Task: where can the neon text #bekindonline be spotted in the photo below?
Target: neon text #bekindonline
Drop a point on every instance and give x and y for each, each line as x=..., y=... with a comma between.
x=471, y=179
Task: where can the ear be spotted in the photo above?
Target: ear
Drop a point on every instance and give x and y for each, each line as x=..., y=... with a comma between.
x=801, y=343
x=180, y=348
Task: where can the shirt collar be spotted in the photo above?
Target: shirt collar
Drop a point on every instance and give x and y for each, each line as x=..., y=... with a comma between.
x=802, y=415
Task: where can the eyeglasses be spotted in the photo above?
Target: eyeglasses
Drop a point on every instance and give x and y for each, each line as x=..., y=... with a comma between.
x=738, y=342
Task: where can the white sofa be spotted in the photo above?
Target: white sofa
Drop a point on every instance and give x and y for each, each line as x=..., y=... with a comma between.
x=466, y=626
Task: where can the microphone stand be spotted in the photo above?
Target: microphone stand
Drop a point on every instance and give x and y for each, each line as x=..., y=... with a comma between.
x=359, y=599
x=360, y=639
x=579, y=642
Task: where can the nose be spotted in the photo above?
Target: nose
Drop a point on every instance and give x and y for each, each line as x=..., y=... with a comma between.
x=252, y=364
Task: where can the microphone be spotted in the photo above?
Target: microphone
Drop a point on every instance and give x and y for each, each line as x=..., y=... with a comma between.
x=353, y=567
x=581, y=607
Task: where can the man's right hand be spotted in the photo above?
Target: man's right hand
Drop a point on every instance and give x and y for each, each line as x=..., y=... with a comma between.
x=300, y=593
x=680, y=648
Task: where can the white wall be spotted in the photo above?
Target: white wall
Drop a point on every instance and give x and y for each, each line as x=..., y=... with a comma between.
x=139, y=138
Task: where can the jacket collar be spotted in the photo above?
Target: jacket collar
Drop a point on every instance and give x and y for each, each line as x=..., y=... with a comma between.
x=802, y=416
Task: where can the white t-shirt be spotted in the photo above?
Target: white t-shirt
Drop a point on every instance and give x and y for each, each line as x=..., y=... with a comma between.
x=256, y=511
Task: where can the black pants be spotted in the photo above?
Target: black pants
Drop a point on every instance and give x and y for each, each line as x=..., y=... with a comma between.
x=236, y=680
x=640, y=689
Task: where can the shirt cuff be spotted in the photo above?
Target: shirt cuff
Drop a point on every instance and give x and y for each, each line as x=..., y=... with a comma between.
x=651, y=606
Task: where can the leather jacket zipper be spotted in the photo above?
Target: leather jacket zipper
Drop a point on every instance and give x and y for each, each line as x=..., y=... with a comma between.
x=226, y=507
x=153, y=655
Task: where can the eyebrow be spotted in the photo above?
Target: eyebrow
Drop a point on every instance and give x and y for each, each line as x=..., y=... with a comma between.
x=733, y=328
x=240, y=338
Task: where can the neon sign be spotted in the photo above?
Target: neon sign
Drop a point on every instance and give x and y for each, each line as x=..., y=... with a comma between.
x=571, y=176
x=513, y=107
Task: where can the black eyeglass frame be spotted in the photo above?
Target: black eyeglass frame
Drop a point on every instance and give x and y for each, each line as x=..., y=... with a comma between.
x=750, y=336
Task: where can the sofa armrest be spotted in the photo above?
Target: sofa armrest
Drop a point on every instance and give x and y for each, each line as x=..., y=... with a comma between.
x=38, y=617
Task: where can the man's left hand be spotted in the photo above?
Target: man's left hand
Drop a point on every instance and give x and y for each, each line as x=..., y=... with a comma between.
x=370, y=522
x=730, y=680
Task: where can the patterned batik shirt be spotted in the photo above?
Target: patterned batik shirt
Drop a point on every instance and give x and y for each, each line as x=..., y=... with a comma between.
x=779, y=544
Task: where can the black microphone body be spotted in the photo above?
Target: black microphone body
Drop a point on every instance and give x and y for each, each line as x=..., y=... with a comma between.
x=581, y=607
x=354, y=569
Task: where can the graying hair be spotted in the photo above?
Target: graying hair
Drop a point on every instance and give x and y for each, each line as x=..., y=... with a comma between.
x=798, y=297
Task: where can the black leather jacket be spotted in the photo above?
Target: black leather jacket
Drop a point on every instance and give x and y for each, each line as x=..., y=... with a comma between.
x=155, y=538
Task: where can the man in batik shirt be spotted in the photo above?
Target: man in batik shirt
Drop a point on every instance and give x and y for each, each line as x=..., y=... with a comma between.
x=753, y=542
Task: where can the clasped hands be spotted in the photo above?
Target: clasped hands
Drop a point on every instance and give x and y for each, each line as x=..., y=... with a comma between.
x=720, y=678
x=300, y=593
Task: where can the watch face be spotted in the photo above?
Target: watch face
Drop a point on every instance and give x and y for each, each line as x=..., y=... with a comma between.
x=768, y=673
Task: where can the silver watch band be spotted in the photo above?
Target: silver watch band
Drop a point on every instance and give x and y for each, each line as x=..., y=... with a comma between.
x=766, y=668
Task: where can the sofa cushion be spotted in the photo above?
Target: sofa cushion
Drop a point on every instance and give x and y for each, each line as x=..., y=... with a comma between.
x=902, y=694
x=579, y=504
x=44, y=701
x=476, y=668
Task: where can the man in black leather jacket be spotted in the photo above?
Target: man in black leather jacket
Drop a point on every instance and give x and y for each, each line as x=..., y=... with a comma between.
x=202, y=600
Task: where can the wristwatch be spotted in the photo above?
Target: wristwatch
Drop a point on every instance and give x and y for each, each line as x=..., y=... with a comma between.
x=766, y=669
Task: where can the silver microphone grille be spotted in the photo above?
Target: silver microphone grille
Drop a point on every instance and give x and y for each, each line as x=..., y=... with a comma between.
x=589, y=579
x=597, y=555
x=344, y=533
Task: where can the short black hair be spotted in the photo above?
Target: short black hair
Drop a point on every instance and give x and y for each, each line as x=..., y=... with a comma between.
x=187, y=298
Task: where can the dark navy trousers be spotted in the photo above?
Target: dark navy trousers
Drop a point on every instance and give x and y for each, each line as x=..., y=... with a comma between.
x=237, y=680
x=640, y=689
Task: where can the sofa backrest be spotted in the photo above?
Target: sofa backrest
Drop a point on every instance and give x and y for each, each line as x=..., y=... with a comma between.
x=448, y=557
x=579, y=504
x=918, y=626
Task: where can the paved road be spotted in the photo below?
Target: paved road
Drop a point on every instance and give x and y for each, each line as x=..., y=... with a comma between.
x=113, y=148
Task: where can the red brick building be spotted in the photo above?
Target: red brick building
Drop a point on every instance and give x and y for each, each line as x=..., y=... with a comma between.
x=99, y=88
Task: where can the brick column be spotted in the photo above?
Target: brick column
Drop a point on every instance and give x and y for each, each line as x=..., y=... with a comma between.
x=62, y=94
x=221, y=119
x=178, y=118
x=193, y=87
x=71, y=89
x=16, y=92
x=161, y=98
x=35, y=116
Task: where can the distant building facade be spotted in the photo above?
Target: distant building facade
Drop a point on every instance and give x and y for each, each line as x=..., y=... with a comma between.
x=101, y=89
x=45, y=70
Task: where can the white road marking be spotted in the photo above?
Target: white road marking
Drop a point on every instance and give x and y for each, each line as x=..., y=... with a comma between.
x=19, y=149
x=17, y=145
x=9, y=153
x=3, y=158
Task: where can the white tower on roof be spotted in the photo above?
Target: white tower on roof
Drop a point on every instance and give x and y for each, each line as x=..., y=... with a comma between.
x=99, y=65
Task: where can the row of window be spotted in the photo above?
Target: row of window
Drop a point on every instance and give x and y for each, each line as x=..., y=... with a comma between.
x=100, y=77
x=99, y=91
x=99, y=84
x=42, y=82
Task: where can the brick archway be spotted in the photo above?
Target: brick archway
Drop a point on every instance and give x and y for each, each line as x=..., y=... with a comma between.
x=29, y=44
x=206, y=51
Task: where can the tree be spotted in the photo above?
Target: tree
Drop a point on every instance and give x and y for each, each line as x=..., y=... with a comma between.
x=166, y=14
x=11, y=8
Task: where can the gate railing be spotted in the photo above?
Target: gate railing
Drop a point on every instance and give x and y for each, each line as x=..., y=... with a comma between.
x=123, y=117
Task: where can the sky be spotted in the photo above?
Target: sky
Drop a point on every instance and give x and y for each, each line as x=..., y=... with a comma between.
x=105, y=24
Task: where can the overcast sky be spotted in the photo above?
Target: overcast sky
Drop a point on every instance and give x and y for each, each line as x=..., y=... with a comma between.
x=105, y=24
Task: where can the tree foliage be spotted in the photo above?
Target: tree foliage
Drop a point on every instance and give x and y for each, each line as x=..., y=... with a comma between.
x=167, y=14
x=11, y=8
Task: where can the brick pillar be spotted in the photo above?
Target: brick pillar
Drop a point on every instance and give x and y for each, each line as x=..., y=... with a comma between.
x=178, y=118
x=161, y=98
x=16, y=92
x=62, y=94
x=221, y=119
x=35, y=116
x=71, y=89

- WORK TO COMPLETE
Repeat only what runs from the line holding "Task: where can the tree be" to the end of the data, keeping every line exactly as written, first and last included.

- RESULT FOR THIS EXERCISE
Task: where can the tree be spotted in the photo above?
Target: tree
Drop a point on every instance and give x and y for each, each line as x=..., y=... with a comma between.
x=166, y=14
x=11, y=8
Task: where can the gate railing be spotted in the photo above?
Target: gate railing
Drop a point on every instance and give x and y for each, each line as x=..., y=... with a comma between.
x=123, y=117
Task: where can the sky be spotted in the photo above?
Target: sky
Drop a point on every instance and give x and y for each, each line as x=..., y=... with a comma between.
x=105, y=24
Task: where can the overcast sky be spotted in the photo above?
Target: overcast sky
Drop a point on every instance and give x and y for each, each line as x=..., y=... with a comma between.
x=105, y=24
Task: where can the tree foliage be spotted in the photo above?
Target: tree foliage
Drop a point on every instance and give x and y for each, each line as x=..., y=... with a comma between.
x=167, y=14
x=11, y=8
Task: where can the brick pillar be spotted in the photo above?
Target: brick pillar
Drop a point on every instance and give x and y for each, each line as x=..., y=... with a comma between.
x=178, y=118
x=161, y=98
x=16, y=92
x=62, y=94
x=221, y=119
x=35, y=116
x=71, y=89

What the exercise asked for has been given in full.